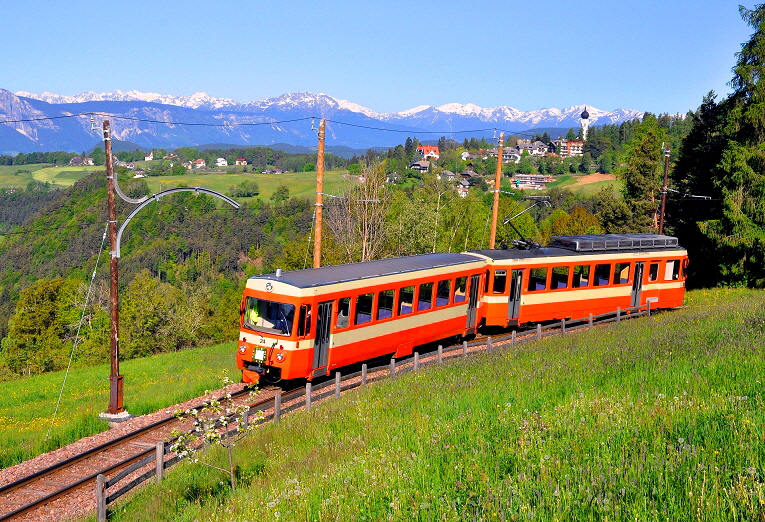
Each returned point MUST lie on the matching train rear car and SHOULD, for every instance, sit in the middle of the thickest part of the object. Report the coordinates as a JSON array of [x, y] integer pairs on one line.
[[578, 275], [305, 323]]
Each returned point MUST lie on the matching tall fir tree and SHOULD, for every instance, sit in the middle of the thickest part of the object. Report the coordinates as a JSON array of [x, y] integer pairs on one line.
[[731, 140]]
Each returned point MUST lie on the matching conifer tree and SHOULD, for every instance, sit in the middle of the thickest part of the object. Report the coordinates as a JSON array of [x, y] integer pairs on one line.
[[732, 144]]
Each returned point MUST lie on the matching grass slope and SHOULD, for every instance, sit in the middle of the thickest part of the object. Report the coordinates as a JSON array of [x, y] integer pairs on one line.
[[652, 419], [27, 405]]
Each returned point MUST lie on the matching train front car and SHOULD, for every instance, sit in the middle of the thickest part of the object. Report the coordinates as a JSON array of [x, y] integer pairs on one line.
[[578, 275], [305, 323]]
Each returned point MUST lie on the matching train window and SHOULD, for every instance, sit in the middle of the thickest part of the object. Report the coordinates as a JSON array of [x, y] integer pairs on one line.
[[672, 270], [581, 276], [405, 300], [622, 274], [442, 292], [425, 296], [460, 289], [559, 277], [500, 281], [364, 308], [602, 275], [268, 316], [385, 304], [304, 321], [343, 312], [537, 279]]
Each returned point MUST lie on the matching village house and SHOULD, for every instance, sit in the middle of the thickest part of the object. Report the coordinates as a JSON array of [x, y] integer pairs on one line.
[[565, 148], [427, 152], [422, 166], [536, 148]]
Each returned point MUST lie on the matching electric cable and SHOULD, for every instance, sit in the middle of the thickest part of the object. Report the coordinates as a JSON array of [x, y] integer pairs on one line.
[[77, 335]]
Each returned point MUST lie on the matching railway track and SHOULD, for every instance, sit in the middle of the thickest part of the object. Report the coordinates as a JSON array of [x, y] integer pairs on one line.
[[23, 498]]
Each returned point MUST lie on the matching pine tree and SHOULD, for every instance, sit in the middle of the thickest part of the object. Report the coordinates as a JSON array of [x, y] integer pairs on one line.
[[738, 232]]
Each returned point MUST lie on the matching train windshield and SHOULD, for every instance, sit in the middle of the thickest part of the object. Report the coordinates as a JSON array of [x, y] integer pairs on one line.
[[268, 316]]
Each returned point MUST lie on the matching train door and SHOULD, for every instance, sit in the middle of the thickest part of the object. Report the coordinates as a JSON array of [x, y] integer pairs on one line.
[[637, 284], [473, 301], [321, 345], [514, 301]]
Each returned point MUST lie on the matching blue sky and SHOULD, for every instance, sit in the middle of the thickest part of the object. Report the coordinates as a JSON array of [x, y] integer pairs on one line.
[[661, 56]]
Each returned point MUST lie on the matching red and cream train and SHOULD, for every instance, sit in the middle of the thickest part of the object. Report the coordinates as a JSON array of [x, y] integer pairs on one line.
[[305, 323]]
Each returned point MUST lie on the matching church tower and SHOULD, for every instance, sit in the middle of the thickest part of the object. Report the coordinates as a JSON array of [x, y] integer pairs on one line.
[[585, 123]]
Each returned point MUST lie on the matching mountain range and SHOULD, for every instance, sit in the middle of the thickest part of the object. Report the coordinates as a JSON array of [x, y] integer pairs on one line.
[[48, 122]]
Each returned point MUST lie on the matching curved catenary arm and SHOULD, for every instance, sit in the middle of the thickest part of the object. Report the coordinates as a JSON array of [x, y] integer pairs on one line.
[[148, 199]]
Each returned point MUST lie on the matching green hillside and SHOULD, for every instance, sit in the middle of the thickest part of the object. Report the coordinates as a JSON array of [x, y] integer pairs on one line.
[[653, 419]]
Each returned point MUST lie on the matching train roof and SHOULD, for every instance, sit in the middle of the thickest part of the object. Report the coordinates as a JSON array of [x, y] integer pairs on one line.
[[328, 275], [594, 244]]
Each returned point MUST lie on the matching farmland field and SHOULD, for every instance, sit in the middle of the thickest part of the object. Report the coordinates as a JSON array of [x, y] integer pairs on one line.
[[17, 176]]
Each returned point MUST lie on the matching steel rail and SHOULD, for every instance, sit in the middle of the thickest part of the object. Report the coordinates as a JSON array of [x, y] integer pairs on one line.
[[295, 395], [93, 452]]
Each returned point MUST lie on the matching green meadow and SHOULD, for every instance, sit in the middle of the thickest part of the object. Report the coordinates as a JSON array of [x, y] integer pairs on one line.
[[656, 418], [18, 176], [27, 406]]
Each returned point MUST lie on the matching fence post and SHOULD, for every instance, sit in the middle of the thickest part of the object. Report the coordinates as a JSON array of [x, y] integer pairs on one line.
[[101, 498], [160, 458]]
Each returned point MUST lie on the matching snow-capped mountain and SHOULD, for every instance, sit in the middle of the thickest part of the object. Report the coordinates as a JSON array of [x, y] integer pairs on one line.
[[156, 120]]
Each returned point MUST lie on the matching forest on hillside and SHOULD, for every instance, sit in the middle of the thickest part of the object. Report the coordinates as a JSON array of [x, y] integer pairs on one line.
[[186, 260]]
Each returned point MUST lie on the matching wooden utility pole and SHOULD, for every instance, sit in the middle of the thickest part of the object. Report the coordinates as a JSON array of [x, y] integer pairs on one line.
[[319, 196], [115, 379], [497, 179], [664, 191]]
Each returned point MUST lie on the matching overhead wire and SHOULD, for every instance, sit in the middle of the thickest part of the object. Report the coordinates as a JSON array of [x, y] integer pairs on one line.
[[77, 335]]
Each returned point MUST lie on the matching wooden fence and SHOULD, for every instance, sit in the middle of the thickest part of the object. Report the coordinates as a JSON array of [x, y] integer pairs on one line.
[[313, 393]]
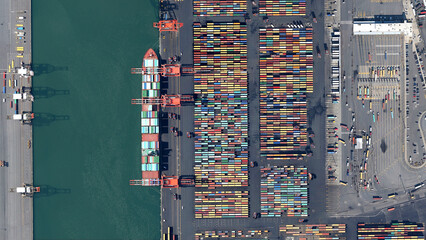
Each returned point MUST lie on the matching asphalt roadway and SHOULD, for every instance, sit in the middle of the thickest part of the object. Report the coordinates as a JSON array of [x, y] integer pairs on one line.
[[390, 167], [16, 212]]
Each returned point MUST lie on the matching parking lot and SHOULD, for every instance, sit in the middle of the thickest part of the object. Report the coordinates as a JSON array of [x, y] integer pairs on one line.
[[372, 111]]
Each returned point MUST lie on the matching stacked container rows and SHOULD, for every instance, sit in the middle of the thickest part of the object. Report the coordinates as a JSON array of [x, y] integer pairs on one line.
[[395, 230], [286, 76], [150, 129], [335, 63], [284, 190], [236, 8], [316, 231], [221, 204], [282, 7], [250, 234], [221, 114]]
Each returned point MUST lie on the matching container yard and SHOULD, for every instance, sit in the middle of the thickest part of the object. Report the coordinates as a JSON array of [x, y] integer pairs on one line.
[[395, 230], [286, 77], [221, 204], [230, 8], [315, 231], [221, 116], [284, 191], [282, 7], [245, 234]]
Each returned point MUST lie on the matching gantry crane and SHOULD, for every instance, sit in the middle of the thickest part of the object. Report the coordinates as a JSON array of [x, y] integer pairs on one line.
[[166, 70], [168, 25]]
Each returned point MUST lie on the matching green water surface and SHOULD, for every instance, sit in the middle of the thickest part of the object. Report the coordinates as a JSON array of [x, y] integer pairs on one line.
[[86, 132]]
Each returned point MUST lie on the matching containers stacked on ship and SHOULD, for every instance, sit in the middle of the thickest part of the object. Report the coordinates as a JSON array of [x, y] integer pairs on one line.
[[335, 63], [282, 7], [149, 119], [286, 77], [284, 190], [236, 8], [221, 114], [221, 204]]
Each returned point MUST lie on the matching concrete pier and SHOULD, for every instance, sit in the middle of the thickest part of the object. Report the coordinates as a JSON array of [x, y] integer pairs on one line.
[[16, 212]]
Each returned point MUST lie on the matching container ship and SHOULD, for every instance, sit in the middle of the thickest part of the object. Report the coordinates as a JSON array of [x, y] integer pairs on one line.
[[150, 130]]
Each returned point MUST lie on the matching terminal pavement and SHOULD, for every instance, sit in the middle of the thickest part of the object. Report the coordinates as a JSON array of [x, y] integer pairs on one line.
[[16, 212]]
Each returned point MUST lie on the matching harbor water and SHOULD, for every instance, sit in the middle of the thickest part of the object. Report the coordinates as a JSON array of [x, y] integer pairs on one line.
[[86, 132]]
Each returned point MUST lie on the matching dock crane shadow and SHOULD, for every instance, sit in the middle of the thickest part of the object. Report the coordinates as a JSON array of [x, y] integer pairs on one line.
[[47, 191], [47, 92], [45, 119], [45, 68]]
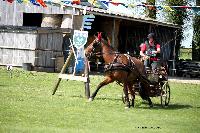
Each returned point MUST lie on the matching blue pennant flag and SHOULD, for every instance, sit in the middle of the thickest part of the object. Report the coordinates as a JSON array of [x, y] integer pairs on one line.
[[20, 1], [34, 2], [196, 10]]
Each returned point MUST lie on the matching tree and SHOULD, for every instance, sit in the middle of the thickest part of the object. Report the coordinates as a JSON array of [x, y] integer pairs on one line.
[[196, 36], [177, 17]]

+++

# Goal of the exercise
Pictures do not belong in your copy; restate word for word the lines from the one containing "Each returned point MUST lie on the matching container ship" through the last line of the records above.

# Written answer
Each returned point MUST lie on the matching container ship and SHOULD, for every instance, sit in the middle of the thickest part of the object. Report the coordinates as a JSON array of [x, y] integer pairs on one line.
[[150, 130]]
Each returned point MUST lie on the matching terminal pavement and SHOULD, for every instance, sit in the middle of the thickest part of the object. Report the coordinates as a JSON array of [x, y] integer pairs on one line.
[[16, 212]]
Each returned point MUST lie on the matching harbor water and SHOULD, for every instance, sit in the middle of the thickest part of the object. Report the coordinates as a JSON array of [x, y] integer pairs on one line.
[[86, 132]]
Each returned point MUST lie on the matching dock crane shadow and SHOULD, for every instance, sit in the middle of the thickest part of the object. Report the coordinates as a JSON array of [x, y] integer pairs on one line.
[[47, 191], [47, 92], [45, 119], [45, 68]]
Each returned point MUST lie on the matching blue pennant flag and SHOULD, for every instance, sit in the middle of the thickest part of the object. Report the coordinates as a JSON array of [x, y] integer pairs on one line.
[[20, 1], [34, 2], [196, 10]]
Each returned point MUST lie on the matching tree and SHOULD, for every instance, sit in the middle of the thickest part of the object. Report the coordinates as a JSON array of [x, y] integer pairs on one line.
[[196, 36], [177, 17]]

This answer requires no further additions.